The Independence Generation
Is understanding the developing world's habits of memory key to understanding its aspirations?
January 15, 2000
Go to Iran and look — and listen — closely enough. You will discover a phenomenon that can tell you something important about our age.
Iran is a land where more than half the population was born after the Islamic revolution in 1979.
And yet, you will find that not far beneath the surface, there is a powerful nostalgia for Mohammed Mossadeq, the secular prime minister deposed in a U.S.-backed coup in 1953.
The question is not why or how a nation whose population is so young could cultivate its memories of a leader whom most inhabitants could not possibly remember personally.
The question is why one finds the very same preoccupation with former leaders (and supposedly of ill repute) so often — and in so many other places in the developing world today.
In Guatemala, there is a similar reverence for Jacobo Arbenz, the country's elected president until the Central Intelligence Agency organized a coup to unseat him in 1954. In fact, the U.S.-engineered coup in Iran became the model for the Arbenz operation a year later.
In India, independence leader Jawaharlal Nehru remains a hero for many — even as the nation struggles to evolve beyond the Fabian socialism that served as the foundation of his ideas.
The list goes on. In Ghana, it is Kwame Nkrumah — and in Egypt, it is Gamal Abdel Nasser.

▶ [Material supplied]

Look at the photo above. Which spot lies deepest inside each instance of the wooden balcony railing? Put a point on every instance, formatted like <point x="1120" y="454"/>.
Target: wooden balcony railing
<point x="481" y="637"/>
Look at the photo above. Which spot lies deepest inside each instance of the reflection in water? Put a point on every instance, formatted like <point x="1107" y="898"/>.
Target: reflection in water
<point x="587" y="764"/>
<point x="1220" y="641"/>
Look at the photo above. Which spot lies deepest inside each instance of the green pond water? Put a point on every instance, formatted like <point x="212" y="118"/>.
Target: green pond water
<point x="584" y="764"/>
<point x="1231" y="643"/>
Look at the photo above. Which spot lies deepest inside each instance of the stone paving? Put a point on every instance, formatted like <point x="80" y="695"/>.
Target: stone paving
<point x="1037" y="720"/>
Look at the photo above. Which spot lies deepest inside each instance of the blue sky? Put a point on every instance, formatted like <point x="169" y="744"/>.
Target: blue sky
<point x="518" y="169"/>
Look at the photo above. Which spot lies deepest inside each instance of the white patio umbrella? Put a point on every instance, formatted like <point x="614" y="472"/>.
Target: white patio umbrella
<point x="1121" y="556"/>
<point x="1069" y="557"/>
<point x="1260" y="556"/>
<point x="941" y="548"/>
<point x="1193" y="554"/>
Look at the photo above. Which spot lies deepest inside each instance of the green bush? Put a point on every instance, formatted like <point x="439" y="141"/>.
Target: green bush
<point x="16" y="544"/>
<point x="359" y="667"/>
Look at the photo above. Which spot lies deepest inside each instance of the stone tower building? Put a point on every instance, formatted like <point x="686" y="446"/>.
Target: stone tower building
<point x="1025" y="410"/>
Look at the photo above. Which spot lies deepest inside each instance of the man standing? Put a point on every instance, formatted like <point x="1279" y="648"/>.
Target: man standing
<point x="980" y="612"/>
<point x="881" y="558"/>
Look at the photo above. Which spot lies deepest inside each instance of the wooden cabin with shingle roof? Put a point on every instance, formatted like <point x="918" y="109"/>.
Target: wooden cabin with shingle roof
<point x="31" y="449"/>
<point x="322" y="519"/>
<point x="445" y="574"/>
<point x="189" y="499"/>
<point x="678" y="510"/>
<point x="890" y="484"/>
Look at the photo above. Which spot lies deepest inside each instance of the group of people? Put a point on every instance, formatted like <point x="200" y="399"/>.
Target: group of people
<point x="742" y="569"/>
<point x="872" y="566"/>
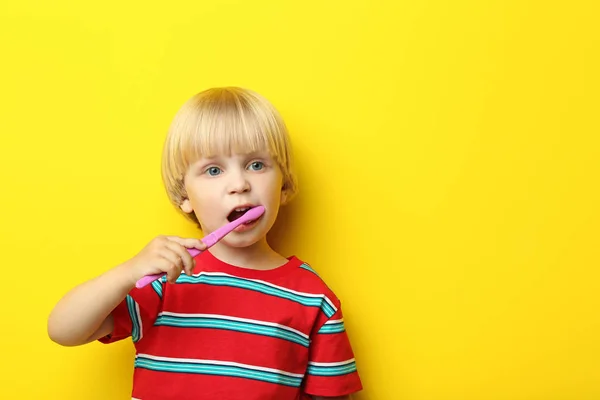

▶ [Set exercise 1] Name every former leader the article on the independence generation mentions, each with the country the article links him to.
▶ [Set exercise 2]
Do these statements agree with the article on the independence generation? Answer yes or no for each, and quote the words of the article that decide it.
(a) More than half of Iran's population was born after the 1979 revolution.
(b) The coup against Arbenz served as the model for the coup in Iran.
(c) Mossadeq was a religious prime minister.
▶ [Set exercise 3] Carry on the article on the independence generation from its final sentence.
The material has no connection to the article on the independence generation.

▶ [Exercise answer 1]
- Mohammed Mossadeq: Iran
- Jacobo Arbenz: Guatemala
- Jawaharlal Nehru: India
- Kwame Nkrumah: Ghana
- Gamal Abdel Nasser: Egypt

▶ [Exercise answer 2]
(a) Yes: "more than half the population was born after the Islamic revolution in 1979"
(b) No: "the U.S.-engineered coup in Iran became the model for the Arbenz operation a year later"
(c) No: "the secular prime minister deposed in a U.S.-backed coup in 1953"

▶ [Exercise answer 3]
In Indonesia, another nation with a demographic profile heavily tilted toward the young, there is the very same regard for Ahmed Sukarno or Soekarno, the nation's flawed but charismatic founder. He, too, was president until he was toppled in a CIA-backed coup in 1965.
There are fewer mysteries in any of this revivalism than there are useful lessons.
Focus on understanding the developing world's habits of memory — and we can understand its aspirations in the global era.
Among the remarkable aspects of the post-Cold War world is how faithfully humanity has picked up where it left off 50-odd years ago.
In many ways, it is as if half a century of East-West conflict had frozen politics and history in time.
For example, many Iranians now seek the very secular democracy Mossadeq stood for in the early-1950s. Indonesia's declared goals today — stable democratic institutions and national integration of its disparate population — are those Sukarno set when he became the brand-new nation's president in 1949.
Let's pause here to note an important feature of the generation of leaders that many developing countries now tend to evoke.
Not one was without his faults. Corruption and cults of personality grew like weeds around more than a few. They were by definition politically immature.
Power tended to concentrate around them even as many of their policies failed — often causing more harm than good.
What frequently amounts to the wreckage of these upstart national leaders' legacies is apparent enough today.
To invoke them now, therefore, is an act of selective memory. But that is not to say we cannot learn from what and how people choose to remember the pasts they have inherited.
By 1965, when Indonesia's Ahmed Sukarno was deposed in one of the postwar era's bloodiest coups, this first generation of leaders in the developing world was beginning to pass into history.
This makes it possible for them to assume a kind of symbolic status. What, then, does the "independence generation," as it is often called, symbolize in the global era?
If its members now have "iconic" status, what do these icons mean for the future?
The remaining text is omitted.